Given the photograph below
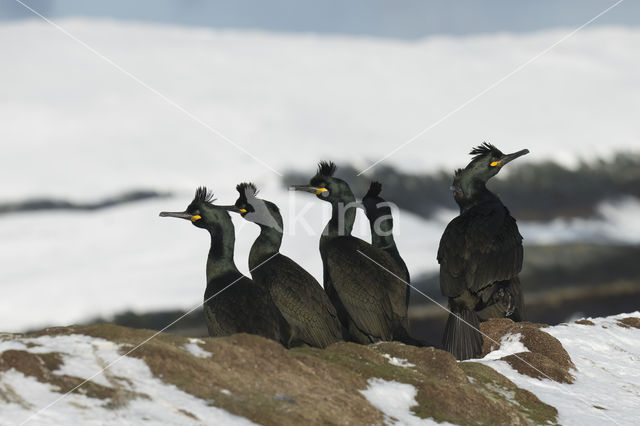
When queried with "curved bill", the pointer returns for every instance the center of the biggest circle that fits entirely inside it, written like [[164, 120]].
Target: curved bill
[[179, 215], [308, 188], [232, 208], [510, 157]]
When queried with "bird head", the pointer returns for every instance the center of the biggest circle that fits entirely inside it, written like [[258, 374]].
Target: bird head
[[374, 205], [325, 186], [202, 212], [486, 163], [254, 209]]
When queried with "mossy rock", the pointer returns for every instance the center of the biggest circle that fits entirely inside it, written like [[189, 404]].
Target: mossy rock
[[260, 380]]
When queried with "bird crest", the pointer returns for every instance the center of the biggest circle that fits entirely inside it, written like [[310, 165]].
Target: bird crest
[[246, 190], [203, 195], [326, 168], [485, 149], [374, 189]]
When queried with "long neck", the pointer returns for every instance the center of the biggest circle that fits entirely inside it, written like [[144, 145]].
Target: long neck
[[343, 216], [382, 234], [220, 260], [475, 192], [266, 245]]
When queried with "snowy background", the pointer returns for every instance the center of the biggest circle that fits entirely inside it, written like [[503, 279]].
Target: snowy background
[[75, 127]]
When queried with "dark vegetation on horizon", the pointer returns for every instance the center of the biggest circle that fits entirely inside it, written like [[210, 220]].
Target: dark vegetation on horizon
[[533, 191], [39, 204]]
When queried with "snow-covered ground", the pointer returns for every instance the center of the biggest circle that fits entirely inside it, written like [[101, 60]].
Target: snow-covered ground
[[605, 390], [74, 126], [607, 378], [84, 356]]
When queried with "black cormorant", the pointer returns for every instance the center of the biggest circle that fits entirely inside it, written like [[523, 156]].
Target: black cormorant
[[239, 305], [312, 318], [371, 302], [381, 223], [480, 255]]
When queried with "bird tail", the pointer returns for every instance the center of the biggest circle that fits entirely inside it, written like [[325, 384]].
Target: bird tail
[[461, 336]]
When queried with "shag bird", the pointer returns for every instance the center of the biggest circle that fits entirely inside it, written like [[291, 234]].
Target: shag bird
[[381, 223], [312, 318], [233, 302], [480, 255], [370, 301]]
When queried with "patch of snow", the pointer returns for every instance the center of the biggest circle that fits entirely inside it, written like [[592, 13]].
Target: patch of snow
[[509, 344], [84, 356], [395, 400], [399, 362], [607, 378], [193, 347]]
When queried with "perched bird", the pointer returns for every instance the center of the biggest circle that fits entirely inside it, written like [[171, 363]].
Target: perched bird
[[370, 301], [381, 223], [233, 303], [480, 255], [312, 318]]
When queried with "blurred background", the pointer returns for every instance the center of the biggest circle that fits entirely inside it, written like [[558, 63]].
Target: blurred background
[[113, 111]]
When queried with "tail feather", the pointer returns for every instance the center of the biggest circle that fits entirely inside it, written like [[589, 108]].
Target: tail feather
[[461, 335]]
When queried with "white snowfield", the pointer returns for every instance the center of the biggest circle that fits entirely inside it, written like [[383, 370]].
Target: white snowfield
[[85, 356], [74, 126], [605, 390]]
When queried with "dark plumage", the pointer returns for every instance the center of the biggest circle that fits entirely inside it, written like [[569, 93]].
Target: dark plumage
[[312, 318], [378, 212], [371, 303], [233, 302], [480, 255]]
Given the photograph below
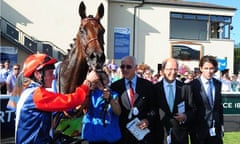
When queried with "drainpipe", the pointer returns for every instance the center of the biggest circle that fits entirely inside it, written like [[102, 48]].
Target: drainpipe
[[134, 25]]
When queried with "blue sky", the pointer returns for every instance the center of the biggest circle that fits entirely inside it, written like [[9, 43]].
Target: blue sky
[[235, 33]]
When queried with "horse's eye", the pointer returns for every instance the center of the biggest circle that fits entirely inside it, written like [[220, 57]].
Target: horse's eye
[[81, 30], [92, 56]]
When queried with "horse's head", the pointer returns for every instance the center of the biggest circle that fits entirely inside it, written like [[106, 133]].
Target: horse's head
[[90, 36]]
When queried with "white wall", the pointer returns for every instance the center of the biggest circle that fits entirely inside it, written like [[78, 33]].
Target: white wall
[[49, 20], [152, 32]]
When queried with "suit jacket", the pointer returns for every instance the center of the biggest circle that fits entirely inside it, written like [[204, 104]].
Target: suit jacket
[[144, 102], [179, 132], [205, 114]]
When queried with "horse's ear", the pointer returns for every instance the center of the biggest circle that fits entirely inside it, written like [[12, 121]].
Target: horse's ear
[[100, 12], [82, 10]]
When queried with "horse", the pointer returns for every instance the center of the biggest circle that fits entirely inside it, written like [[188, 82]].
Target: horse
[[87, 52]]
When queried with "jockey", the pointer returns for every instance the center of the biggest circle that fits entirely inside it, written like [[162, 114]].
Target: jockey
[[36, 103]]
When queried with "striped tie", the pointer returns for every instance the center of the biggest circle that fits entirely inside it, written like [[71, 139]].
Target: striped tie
........
Leave the pictures behind and transcribe every record above exactly.

-- Result of the exercise --
Given the photograph below
When queried with "curved bill", the pointer returns for every instance the center of the biggest circle that fits entirely inside it, written like [[164, 120]].
Target: curved bill
[[179, 215], [308, 188], [232, 208], [510, 157]]
When queried with "bird head", the pointer returns for every instance the center of the biggest circle that fits entirely inside it, written like [[258, 374]].
Target: bird head
[[374, 205], [325, 186], [202, 212], [486, 163], [254, 209]]
When queried with "mossy rock", the pointer returns for every instance the center of the biggest circle that fits entirely inside it, written like [[189, 404]].
Target: mossy rock
[[260, 380]]
When queried with "bird crest", the pointer returns for every instance the center of the biggest circle that fits entirely inside it, written like [[310, 165]].
Target: bird crest
[[246, 190], [203, 195], [326, 168], [485, 149], [374, 189]]
When queried with "long neck", the pointer returns for every instance the center of the biggest circle that fits entirely inside it, written like [[144, 145]].
Target: long neck
[[343, 216], [382, 234], [220, 260], [475, 192], [266, 245]]
When queried with "snowy background", the pointer returns for every instance the center of the biggest circle that fits entirely inside it, written like [[503, 279]].
Target: snowy background
[[75, 127]]
When queried with "dark vegetation on horizon", the pointer returns for every instance the center of the biggest circle that fits entirely inside it, written like [[210, 220]].
Target: dark vegetation on horizon
[[533, 191], [39, 204]]
When queried with "snow-covered ground", the pointer returns for every instance the center of the biggest circle that fits entirely inside it, written like [[101, 60]].
Target: snow-covered ground
[[605, 390], [74, 126], [607, 378], [84, 356]]
When queried with "black cormorant", the pointer returns for every instance the center of the biggest circle that fits entirely inside it, written like [[523, 156]].
Target: black cormorant
[[239, 305], [312, 318], [371, 302], [381, 223], [480, 255]]
When queried with "bird tail", the pointer returns for every instance the center of the biggest circle that fits entirely inside it, written like [[325, 384]].
Target: bird tail
[[461, 336]]
When queried with "shag bird", the pointer returns for every instance the center of the biggest circle that fits entirely inside it, written like [[291, 234]].
Target: shag bird
[[381, 223], [312, 318], [233, 302], [480, 255], [370, 301]]
When queried with "patch of snow", the pointer returns for every instance the center of the biggest circle that fits entirely inside it, written like [[592, 13]].
Target: patch of snow
[[509, 344], [84, 356], [395, 400], [399, 362], [607, 378], [193, 347]]
When queried with "perched bird", the pointer returns for every instance the center of the biggest circle that fits entirely inside it, written like [[171, 363]].
Target: perched bird
[[370, 301], [381, 223], [233, 303], [480, 255], [312, 318]]
When queried with "blurred background", the pointer returns for every instance the center of the biggest circle that fits entirely inside it, written like [[558, 63]].
Target: blurred background
[[113, 111]]
When queried with "tail feather", the pointer returns for every instance the center of the biggest circle that fits entirely inside it, written like [[589, 108]].
Target: tail feather
[[461, 335]]
When queried with "white snowfield", the pointer returns for every instance the center of the biggest circle that fits entirely inside it, written like [[383, 370]].
Target: white snowfield
[[85, 356], [74, 126], [605, 390]]
When queried with "dark plumage", the pointer returns for every instance the center of the biggest circle that fits entirely inside it, written like [[569, 93]].
Target: dark plumage
[[312, 318], [378, 212], [371, 303], [233, 302], [480, 255]]
Given the photograph below
When queried with "drainpipe", the pointer returns for every instance the center of the biggest circle that fits entirely inside it, written like [[102, 48]].
Target: drainpipe
[[134, 25]]
When queried with "blue sky", the pointer returns for every instance the center of the biggest circle that fits entirely inside it, written like [[9, 43]].
Target: blue sky
[[235, 33]]
When queried with "horse's eye", the pointer returns for every instance the center of the biggest circle that fits entirely inside it, written like [[220, 57]].
Target: horse's eye
[[81, 30], [92, 56]]
When queried with "horse's head", the pointer returns for every instance the center of the biggest circle that fits entirely inside it, written like [[106, 133]].
Target: horse's head
[[90, 36]]
When queried with "white wall", the pointer returns for every instance the center of the biggest circle that fits entirely inside it, written like [[78, 33]].
Target: white wall
[[49, 20], [152, 32]]
When queried with "suit jacket", the pointer returns for every instance the center of the biggest circle that fits entirely inside it, written like [[204, 104]].
Target: suit jacket
[[144, 102], [179, 132], [205, 114]]
When queried with "horse's ear", the pointer returns for every instance the center of the biggest circle that fits entirely inside it, written like [[12, 121]].
Target: horse's ear
[[100, 12], [82, 10]]
When queried with "horse", the pointer returns for every instance the center of the biggest circle that fits entirely inside it, written like [[188, 82]].
Target: horse
[[87, 52]]
When queried with "jockey", the pointer returns for every instance the center of the biggest circle that fits entirely inside it, written like [[162, 114]].
Target: jockey
[[36, 103]]
When queried with "striped tie", the pointer returns for every instance the center of the biggest circle that fits entirely inside it, written like [[71, 139]].
Target: striped tie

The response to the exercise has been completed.